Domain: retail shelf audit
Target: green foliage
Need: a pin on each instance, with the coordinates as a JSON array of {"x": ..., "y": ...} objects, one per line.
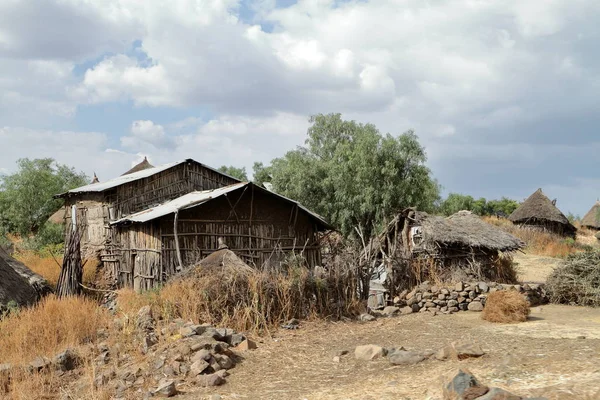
[
  {"x": 353, "y": 175},
  {"x": 26, "y": 196},
  {"x": 456, "y": 202},
  {"x": 238, "y": 173},
  {"x": 261, "y": 173}
]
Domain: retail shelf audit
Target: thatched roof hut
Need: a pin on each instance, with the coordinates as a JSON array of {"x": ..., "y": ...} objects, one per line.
[
  {"x": 592, "y": 218},
  {"x": 58, "y": 217},
  {"x": 417, "y": 246},
  {"x": 541, "y": 212},
  {"x": 19, "y": 284},
  {"x": 464, "y": 229},
  {"x": 138, "y": 167}
]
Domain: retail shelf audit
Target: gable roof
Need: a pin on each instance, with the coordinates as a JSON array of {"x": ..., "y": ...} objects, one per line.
[
  {"x": 592, "y": 218},
  {"x": 140, "y": 167},
  {"x": 132, "y": 177},
  {"x": 539, "y": 207},
  {"x": 196, "y": 198}
]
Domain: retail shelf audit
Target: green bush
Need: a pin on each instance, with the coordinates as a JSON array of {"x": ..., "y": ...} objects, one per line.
[{"x": 576, "y": 280}]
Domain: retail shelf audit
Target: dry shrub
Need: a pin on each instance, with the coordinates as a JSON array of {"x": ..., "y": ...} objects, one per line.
[
  {"x": 49, "y": 327},
  {"x": 505, "y": 306},
  {"x": 48, "y": 266},
  {"x": 254, "y": 301},
  {"x": 45, "y": 330},
  {"x": 576, "y": 280}
]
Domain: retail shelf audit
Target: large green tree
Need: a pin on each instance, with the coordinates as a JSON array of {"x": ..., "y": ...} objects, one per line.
[
  {"x": 238, "y": 173},
  {"x": 353, "y": 175},
  {"x": 26, "y": 196}
]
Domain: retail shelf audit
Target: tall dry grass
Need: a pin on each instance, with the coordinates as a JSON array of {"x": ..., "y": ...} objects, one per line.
[
  {"x": 48, "y": 266},
  {"x": 49, "y": 327},
  {"x": 254, "y": 301}
]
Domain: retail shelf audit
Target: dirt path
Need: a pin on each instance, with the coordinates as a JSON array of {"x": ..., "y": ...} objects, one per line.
[
  {"x": 555, "y": 354},
  {"x": 534, "y": 268}
]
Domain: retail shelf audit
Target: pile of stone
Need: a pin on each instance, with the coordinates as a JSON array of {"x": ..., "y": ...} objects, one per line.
[
  {"x": 464, "y": 386},
  {"x": 461, "y": 296},
  {"x": 179, "y": 356}
]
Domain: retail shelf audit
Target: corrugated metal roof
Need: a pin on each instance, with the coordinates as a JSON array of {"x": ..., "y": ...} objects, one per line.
[
  {"x": 123, "y": 179},
  {"x": 196, "y": 198},
  {"x": 181, "y": 203}
]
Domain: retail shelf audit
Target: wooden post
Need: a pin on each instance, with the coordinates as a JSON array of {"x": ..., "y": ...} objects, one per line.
[{"x": 178, "y": 251}]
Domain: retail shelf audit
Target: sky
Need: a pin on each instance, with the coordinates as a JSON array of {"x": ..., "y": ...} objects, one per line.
[{"x": 504, "y": 94}]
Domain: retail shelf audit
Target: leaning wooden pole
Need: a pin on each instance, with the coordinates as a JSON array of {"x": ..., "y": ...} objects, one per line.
[{"x": 71, "y": 273}]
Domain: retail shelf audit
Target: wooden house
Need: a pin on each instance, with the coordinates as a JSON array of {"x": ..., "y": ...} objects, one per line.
[
  {"x": 416, "y": 246},
  {"x": 151, "y": 223}
]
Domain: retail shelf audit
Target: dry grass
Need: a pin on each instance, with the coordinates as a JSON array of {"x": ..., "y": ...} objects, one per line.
[
  {"x": 540, "y": 242},
  {"x": 253, "y": 301},
  {"x": 505, "y": 307},
  {"x": 45, "y": 330},
  {"x": 46, "y": 266},
  {"x": 49, "y": 327}
]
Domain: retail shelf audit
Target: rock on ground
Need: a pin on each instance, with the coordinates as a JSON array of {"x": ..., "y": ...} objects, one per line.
[
  {"x": 403, "y": 357},
  {"x": 166, "y": 388},
  {"x": 468, "y": 350},
  {"x": 369, "y": 352}
]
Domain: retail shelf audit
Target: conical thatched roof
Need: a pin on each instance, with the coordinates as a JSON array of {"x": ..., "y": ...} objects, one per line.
[
  {"x": 18, "y": 283},
  {"x": 538, "y": 207},
  {"x": 58, "y": 217},
  {"x": 592, "y": 218},
  {"x": 140, "y": 167},
  {"x": 465, "y": 229}
]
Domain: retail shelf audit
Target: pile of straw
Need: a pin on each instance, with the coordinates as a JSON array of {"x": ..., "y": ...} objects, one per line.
[{"x": 505, "y": 307}]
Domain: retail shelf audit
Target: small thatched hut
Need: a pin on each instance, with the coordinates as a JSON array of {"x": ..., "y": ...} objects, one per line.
[
  {"x": 591, "y": 220},
  {"x": 538, "y": 211},
  {"x": 416, "y": 246},
  {"x": 18, "y": 284}
]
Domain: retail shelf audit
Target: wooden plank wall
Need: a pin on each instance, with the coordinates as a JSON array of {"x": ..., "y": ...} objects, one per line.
[{"x": 164, "y": 186}]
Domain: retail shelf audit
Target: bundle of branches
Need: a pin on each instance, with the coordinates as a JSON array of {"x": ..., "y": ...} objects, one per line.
[
  {"x": 577, "y": 280},
  {"x": 71, "y": 273}
]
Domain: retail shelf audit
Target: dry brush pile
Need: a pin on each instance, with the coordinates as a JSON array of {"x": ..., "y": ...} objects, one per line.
[
  {"x": 577, "y": 280},
  {"x": 506, "y": 307},
  {"x": 251, "y": 300}
]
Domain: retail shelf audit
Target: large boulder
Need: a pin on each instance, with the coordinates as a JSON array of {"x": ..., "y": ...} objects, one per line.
[{"x": 19, "y": 285}]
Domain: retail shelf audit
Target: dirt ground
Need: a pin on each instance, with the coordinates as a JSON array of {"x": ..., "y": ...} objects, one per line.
[
  {"x": 534, "y": 268},
  {"x": 556, "y": 354}
]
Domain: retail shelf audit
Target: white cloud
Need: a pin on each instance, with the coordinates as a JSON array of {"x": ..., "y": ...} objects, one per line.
[
  {"x": 145, "y": 135},
  {"x": 494, "y": 78},
  {"x": 86, "y": 151}
]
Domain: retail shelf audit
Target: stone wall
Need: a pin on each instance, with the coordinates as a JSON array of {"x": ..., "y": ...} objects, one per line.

- **TASK DESCRIPTION**
Quote the entries in full. Any image among them is to be omitted from the copy.

- **THE ANSWER**
Domain: retail shelf audit
Target: green foliage
Need: a pin on each instance, with the coordinates as a JSON array of {"x": ..., "y": ...} objects, one per line.
[
  {"x": 353, "y": 175},
  {"x": 26, "y": 196},
  {"x": 456, "y": 202},
  {"x": 238, "y": 173},
  {"x": 261, "y": 173}
]
Domain: retail shelf audit
Target: thatched roof hut
Need: a pin on each instance, with the coordinates as a JSON array of {"x": ..., "y": ...} objects, one per line.
[
  {"x": 592, "y": 218},
  {"x": 58, "y": 217},
  {"x": 417, "y": 246},
  {"x": 541, "y": 212},
  {"x": 19, "y": 284},
  {"x": 464, "y": 229},
  {"x": 138, "y": 167}
]
Domain: retail shelf audit
Target: gable roof
Need: a pin on each instance, with the coordinates as a JSON array of {"x": ..., "y": ...} objects, one per line.
[
  {"x": 592, "y": 218},
  {"x": 140, "y": 167},
  {"x": 132, "y": 177},
  {"x": 539, "y": 207},
  {"x": 196, "y": 198}
]
Domain: retail shelf audit
Target: green bush
Need: a pin on each instance, with the coordinates as a JSON array of {"x": ..., "y": ...} objects, one per line.
[{"x": 576, "y": 280}]
Domain: retail shelf audit
Target: dry shrub
Need: a pin on each instance, with the coordinates as a JSON array of {"x": ..., "y": ...} objects, one per line.
[
  {"x": 49, "y": 327},
  {"x": 505, "y": 306},
  {"x": 48, "y": 266},
  {"x": 254, "y": 301},
  {"x": 45, "y": 330},
  {"x": 576, "y": 280}
]
Domain: retail shelf audit
Target: large green tree
Need: a pin on each instance, with the coordinates as a JSON array of {"x": ..., "y": ...} objects, one per line.
[
  {"x": 238, "y": 173},
  {"x": 353, "y": 175},
  {"x": 26, "y": 196}
]
Domain: retail shelf audit
Target: tall dry grass
Need: a pin on each instance, with the coordinates as a JSON array of {"x": ..., "y": ...} objects, one per line.
[
  {"x": 48, "y": 266},
  {"x": 49, "y": 327},
  {"x": 254, "y": 301}
]
Domain: retail shelf audit
Target: dirt path
Need: a pin on each instance, with the coordinates as a JSON array of {"x": ..., "y": ...} objects, one per line.
[
  {"x": 555, "y": 354},
  {"x": 534, "y": 268}
]
Domain: retail shelf audit
Target: pile of stone
Need: a pin on each instance, with the coordinates as a JSON array of {"x": ..., "y": ...} objects, one per line.
[
  {"x": 464, "y": 386},
  {"x": 461, "y": 296},
  {"x": 179, "y": 356}
]
Domain: retail shelf audit
Target: corrugated metal roof
Need: a pin on each instance, with the coordinates as a JSON array of {"x": ..., "y": ...} objects, one per line.
[
  {"x": 123, "y": 179},
  {"x": 196, "y": 198},
  {"x": 181, "y": 203}
]
Domain: retail shelf audit
Target: wooden post
Need: a pin on each instance, with the coordinates as a JSON array of {"x": ..., "y": ...} objects, one per line.
[{"x": 178, "y": 251}]
Domain: retail shelf audit
Target: sky
Need: a pin on each instance, with the coordinates as a JSON array of {"x": ..., "y": ...} objects, one per line.
[{"x": 504, "y": 94}]
Domain: retail shelf audit
Target: leaning wooden pole
Need: a pin on each instance, with the coordinates as a JSON array of {"x": ..., "y": ...} objects, one per line.
[{"x": 71, "y": 273}]
Domain: retail shelf audit
Target: wooden house
Need: a pin on each instance, with the coordinates as a JSON array of {"x": ..., "y": ...} objects, one per line.
[
  {"x": 416, "y": 246},
  {"x": 151, "y": 223}
]
Domain: retail shelf audit
Target: dry grass
Need: a pin on each instance, with the coordinates as a JSON array of {"x": ..., "y": ...} objects, one per line.
[
  {"x": 540, "y": 242},
  {"x": 253, "y": 301},
  {"x": 505, "y": 307},
  {"x": 45, "y": 330},
  {"x": 46, "y": 266},
  {"x": 49, "y": 327}
]
Domain: retail shelf audit
Target: rock on ground
Need: a pin on each instance, with the coordinates as a JSON array of {"x": ..., "y": ...} objects, one per line.
[
  {"x": 403, "y": 357},
  {"x": 166, "y": 388},
  {"x": 468, "y": 350},
  {"x": 369, "y": 352}
]
Domain: retail shelf audit
Target: conical thatched roof
Need: a pin on each instance, with the coordinates as a JSON array of {"x": ..., "y": ...} objects, one per line.
[
  {"x": 18, "y": 283},
  {"x": 538, "y": 207},
  {"x": 58, "y": 217},
  {"x": 592, "y": 218},
  {"x": 140, "y": 167},
  {"x": 465, "y": 229}
]
Domain: retail shelf audit
Target: pile of straw
Need: a pin on each instance, with the coordinates as a JSON array of {"x": ..., "y": ...} objects, one per line.
[{"x": 505, "y": 307}]
Domain: retail shelf audit
Target: small thatched hut
Need: a pin on each instance, with the coordinates as a JSON array of {"x": ..., "y": ...} objects, one per line.
[
  {"x": 591, "y": 220},
  {"x": 538, "y": 211},
  {"x": 416, "y": 246},
  {"x": 18, "y": 284}
]
Domain: retail shelf audit
Target: wooden plank wall
Need: a pin on each instance, with the coordinates as a JSON array of {"x": ..., "y": ...} objects, one per line.
[{"x": 164, "y": 186}]
Domain: retail shelf audit
Target: bundle of branches
Need: a pin on each instance, with the coordinates as a JSON array of {"x": ..., "y": ...} objects, one per line.
[
  {"x": 577, "y": 280},
  {"x": 71, "y": 273}
]
Domain: retail shelf audit
Target: dry brush pile
Need: a pin on each instance, with the coordinates as a JSON array of {"x": ..., "y": ...} objects, one per line.
[
  {"x": 577, "y": 280},
  {"x": 506, "y": 307},
  {"x": 251, "y": 300}
]
Domain: retail shelf audit
Target: large boulder
Need: a pin on each instance, with the coordinates as a JSON array of {"x": ..., "y": ...} objects, one per line.
[{"x": 19, "y": 285}]
Domain: retail shelf audit
Target: dirt ground
Need: a pin on each instance, with the coordinates as a JSON array of {"x": ..., "y": ...} objects, one per line.
[
  {"x": 534, "y": 268},
  {"x": 556, "y": 354}
]
Domain: retail shelf audit
Target: white cloud
Need: a pin on each instance, with the coordinates as a JSON array of {"x": ..., "y": ...} objects, one per line.
[
  {"x": 145, "y": 135},
  {"x": 494, "y": 78},
  {"x": 86, "y": 151}
]
Domain: retail shelf audit
Target: stone wall
Need: a pin on each instance, with the coordinates as a JSON array of {"x": ..., "y": ...} objects, one per line.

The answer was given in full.